» Text provided:
######

I'm sure that if he were engaging in an activity disliked by, say, a crime boss and one of the boss' minions said, "It'd be a shame if anything bad happened to your beloved, elderly mother" he'd interpret that as a sincere desire that his beloved, elderly mother be safe from harm.

There's no explaining to those who won't understand.

Troy said...

dreamingmonkey... the threat is veiled. The license is predicated on their trusteeship. Reid thinks they are violating said trust -- therefore their license can be called into question.

Reid, bseides being full of hot air in general, is wrong -- ABC has no license, but KABC, in LA, does for example. How much more easily would it be to pick off little stations here and there without so much as an NYT or LA Times peep?

The person that talks the most is usually (not always)the one with something to hide -- parenting and policing 101. The Clintons have something to hide (again).

Come on Ruth Anne -- the ACLJ is a religionist (I hate Ann's use of that term -- it has a "Zionist" ring to it -- though I know you don't mean it that way AA) Christian organization that wants to set up a theocracy and force women to have babies.

Derve said...

And of course, now I plan to watch the show, which I wouldn't have done otherwise.

And you weren't going to watch Katie Couric's opening night performance either.

You and that TV set. *w*

SMGalbraith said...

, but I feel pretty confident that ABC is not going to have its broadcasting license revoked over this.

As Ann pointed out, ABC doesn't lose its license. Stations that broadcast the program will/could have them, if not revoked (doubtful), not renewed.

######

» Challenge 1: Rewrite the comment thread between "Come on Ruth" and "night performance either.", inclusive, changing "the show" to "the program".
» Challenge 2:
Answer these from the comment thread:
(a) What does Troy say the license is predicated on?
(b) Which station in LA is given as an example of one that has a license?
(c) Whose opening night performance is mentioned?
» Challenge 3: Sum up the comment thread in two sentences.

######

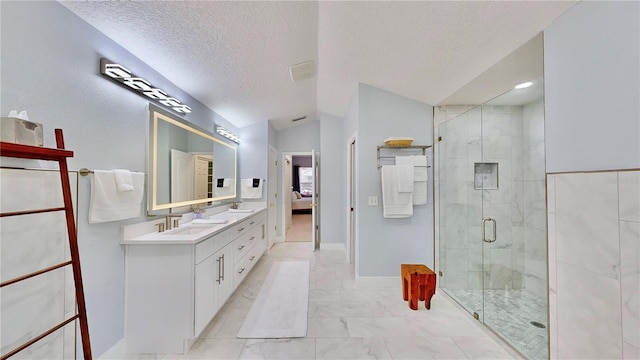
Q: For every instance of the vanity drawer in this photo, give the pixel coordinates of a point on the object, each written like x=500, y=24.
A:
x=241, y=229
x=240, y=246
x=209, y=246
x=240, y=271
x=255, y=253
x=256, y=219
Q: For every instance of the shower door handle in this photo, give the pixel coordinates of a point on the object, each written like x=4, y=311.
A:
x=484, y=225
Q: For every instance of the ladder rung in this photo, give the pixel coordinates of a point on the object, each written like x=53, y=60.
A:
x=35, y=273
x=39, y=337
x=27, y=212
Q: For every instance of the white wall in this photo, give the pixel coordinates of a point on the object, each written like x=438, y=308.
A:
x=50, y=67
x=332, y=179
x=592, y=122
x=591, y=87
x=253, y=153
x=384, y=244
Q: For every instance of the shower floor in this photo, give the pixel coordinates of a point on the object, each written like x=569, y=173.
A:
x=509, y=313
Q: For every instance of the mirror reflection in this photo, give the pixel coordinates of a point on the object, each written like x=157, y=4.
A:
x=187, y=166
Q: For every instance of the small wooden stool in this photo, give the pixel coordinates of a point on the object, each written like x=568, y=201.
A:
x=418, y=283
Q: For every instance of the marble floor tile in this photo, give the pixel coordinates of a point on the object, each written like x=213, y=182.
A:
x=476, y=347
x=351, y=348
x=327, y=327
x=378, y=327
x=423, y=348
x=344, y=322
x=303, y=348
x=212, y=349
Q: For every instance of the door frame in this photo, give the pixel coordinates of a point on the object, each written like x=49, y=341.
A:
x=352, y=193
x=282, y=200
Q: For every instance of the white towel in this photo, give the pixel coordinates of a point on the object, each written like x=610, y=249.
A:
x=124, y=181
x=247, y=191
x=210, y=221
x=109, y=204
x=394, y=204
x=419, y=160
x=419, y=193
x=405, y=178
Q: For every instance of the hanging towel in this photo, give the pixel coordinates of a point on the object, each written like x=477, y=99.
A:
x=124, y=181
x=247, y=191
x=420, y=167
x=394, y=204
x=419, y=193
x=109, y=204
x=405, y=178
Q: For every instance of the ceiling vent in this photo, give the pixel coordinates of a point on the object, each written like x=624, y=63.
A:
x=301, y=71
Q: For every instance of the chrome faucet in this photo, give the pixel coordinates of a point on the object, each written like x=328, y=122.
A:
x=175, y=221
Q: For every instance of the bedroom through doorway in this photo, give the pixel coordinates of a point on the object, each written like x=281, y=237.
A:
x=299, y=179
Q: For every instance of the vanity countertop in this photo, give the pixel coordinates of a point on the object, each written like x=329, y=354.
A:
x=191, y=233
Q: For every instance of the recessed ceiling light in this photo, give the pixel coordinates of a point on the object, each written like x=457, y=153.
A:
x=523, y=85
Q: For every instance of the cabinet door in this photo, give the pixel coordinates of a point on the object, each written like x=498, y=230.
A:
x=224, y=273
x=205, y=300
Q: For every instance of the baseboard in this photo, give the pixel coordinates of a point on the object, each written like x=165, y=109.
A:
x=366, y=282
x=332, y=246
x=117, y=351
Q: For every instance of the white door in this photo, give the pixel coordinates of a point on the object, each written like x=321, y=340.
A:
x=315, y=201
x=272, y=195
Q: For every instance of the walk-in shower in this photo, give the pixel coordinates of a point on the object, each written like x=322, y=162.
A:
x=492, y=216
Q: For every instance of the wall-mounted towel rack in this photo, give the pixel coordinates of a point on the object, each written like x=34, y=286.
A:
x=85, y=172
x=399, y=150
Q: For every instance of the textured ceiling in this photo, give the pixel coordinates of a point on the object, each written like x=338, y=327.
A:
x=234, y=56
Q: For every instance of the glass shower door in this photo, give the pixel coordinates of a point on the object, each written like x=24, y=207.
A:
x=511, y=179
x=492, y=218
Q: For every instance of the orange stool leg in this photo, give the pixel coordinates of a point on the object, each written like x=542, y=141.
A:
x=414, y=292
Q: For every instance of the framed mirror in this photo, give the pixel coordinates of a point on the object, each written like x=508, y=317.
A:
x=187, y=165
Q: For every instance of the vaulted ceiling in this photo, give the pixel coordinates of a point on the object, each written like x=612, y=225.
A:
x=234, y=56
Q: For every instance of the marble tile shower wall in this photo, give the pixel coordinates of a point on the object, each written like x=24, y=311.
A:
x=512, y=136
x=594, y=266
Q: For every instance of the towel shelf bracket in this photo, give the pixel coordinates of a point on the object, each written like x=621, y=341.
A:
x=382, y=151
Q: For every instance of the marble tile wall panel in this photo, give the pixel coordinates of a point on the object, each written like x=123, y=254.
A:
x=587, y=222
x=629, y=185
x=594, y=312
x=630, y=281
x=589, y=323
x=553, y=293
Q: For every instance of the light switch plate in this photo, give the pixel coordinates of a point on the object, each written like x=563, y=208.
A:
x=373, y=201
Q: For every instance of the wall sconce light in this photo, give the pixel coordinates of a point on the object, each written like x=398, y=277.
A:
x=228, y=134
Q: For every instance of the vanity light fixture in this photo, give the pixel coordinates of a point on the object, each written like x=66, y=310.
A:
x=228, y=134
x=523, y=85
x=124, y=77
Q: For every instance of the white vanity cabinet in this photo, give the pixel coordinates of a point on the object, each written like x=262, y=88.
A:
x=213, y=277
x=173, y=289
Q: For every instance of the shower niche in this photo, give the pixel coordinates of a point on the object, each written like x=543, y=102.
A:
x=485, y=176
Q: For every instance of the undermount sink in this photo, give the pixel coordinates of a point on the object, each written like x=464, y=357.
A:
x=189, y=230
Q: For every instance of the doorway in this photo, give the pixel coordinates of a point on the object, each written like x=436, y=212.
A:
x=300, y=197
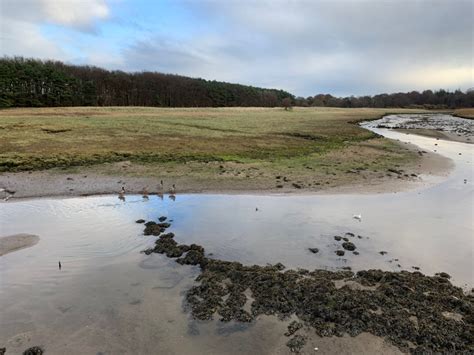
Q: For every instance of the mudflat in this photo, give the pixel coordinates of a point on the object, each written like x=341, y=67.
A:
x=17, y=242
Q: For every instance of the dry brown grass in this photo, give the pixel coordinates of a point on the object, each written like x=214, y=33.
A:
x=306, y=144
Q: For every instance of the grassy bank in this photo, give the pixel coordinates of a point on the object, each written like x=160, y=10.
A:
x=308, y=146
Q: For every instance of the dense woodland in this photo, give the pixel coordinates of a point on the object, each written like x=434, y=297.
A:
x=415, y=99
x=32, y=82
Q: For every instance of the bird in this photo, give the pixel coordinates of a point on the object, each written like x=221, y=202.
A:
x=122, y=193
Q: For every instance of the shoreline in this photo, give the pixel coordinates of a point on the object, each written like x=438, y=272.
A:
x=55, y=183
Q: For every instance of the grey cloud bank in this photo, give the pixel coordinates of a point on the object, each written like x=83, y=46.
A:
x=306, y=47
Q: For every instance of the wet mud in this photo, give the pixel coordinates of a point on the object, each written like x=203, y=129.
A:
x=415, y=312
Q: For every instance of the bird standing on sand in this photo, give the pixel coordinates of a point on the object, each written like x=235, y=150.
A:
x=122, y=193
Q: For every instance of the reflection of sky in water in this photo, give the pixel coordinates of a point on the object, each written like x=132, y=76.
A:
x=109, y=297
x=431, y=228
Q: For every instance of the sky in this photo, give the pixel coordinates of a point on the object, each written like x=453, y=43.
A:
x=341, y=47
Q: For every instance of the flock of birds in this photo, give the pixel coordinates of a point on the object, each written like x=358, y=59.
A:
x=145, y=193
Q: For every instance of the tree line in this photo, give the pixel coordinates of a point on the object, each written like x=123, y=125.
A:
x=26, y=82
x=413, y=99
x=31, y=82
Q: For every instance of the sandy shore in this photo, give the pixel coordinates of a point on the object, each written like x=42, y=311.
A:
x=17, y=242
x=448, y=136
x=91, y=182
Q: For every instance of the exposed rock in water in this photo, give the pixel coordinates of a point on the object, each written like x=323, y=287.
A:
x=293, y=327
x=35, y=350
x=383, y=305
x=296, y=343
x=348, y=246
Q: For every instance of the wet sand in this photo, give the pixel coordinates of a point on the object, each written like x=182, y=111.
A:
x=17, y=242
x=448, y=136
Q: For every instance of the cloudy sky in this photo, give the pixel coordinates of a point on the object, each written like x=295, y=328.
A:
x=342, y=47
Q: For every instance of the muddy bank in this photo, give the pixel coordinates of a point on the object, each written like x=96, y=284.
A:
x=438, y=125
x=449, y=136
x=17, y=242
x=59, y=183
x=414, y=312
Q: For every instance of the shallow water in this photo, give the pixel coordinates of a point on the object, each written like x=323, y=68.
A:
x=110, y=298
x=441, y=122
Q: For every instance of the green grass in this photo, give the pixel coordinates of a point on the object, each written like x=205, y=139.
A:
x=305, y=142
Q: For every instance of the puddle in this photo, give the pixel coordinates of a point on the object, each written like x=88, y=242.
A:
x=109, y=298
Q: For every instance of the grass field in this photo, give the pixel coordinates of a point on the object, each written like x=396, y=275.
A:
x=310, y=146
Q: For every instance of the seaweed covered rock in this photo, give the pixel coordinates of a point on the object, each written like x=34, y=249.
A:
x=296, y=343
x=348, y=246
x=379, y=302
x=35, y=350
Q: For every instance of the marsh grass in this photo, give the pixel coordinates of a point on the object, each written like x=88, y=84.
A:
x=304, y=141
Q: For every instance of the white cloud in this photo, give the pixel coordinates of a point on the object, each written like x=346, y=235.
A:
x=74, y=13
x=32, y=43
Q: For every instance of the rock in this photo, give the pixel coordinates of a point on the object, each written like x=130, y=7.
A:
x=348, y=246
x=35, y=350
x=296, y=343
x=331, y=302
x=293, y=327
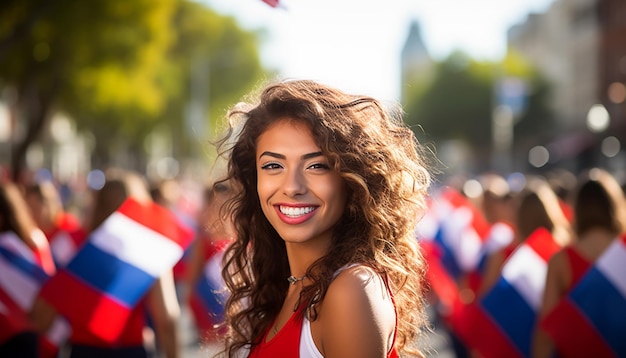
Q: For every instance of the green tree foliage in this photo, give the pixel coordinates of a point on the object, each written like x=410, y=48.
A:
x=119, y=68
x=457, y=103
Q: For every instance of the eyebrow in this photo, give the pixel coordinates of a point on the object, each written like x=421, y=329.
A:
x=281, y=156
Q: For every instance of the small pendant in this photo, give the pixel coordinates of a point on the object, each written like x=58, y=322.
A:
x=292, y=279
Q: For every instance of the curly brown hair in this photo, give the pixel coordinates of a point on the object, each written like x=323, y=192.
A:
x=387, y=178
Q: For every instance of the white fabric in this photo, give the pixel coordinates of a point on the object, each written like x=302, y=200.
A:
x=307, y=346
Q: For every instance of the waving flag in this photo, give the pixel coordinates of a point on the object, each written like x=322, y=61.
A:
x=65, y=244
x=209, y=295
x=460, y=232
x=502, y=322
x=117, y=265
x=452, y=235
x=21, y=279
x=591, y=320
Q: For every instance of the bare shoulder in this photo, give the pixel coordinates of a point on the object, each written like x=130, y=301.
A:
x=357, y=315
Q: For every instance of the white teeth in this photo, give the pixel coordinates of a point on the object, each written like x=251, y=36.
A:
x=293, y=212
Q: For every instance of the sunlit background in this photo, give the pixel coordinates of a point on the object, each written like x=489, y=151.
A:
x=506, y=86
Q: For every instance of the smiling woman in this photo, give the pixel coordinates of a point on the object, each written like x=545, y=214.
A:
x=325, y=263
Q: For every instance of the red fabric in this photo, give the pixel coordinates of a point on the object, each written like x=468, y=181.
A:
x=88, y=308
x=272, y=3
x=13, y=319
x=131, y=335
x=285, y=344
x=572, y=333
x=64, y=222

######

» Worked answer 1:
Come on Ruth Anne -- the ACLJ is a religionist (I hate Ann's use of that term -- it has a "Zionist" ring to it -- though I know you don't mean it that way AA) Christian organization that wants to set up a theocracy and force women to have babies.

Derve said...

And of course, now I plan to watch the program, which I wouldn't have done otherwise.

And you weren't going to watch Katie Couric's opening night performance either.

» Worked answer 2:
(a) Their trusteeship.
(b) KABC.
(c) Katie Couric's.

» Worked answer 3: Commenters argue that a threat to ABC's license is veiled, and one points out that ABC itself has no license, though local stations such as KABC in LA do. Others add that stations airing the program could have their licenses not renewed, and one commenter now plans to watch the show, which they would not have done otherwise.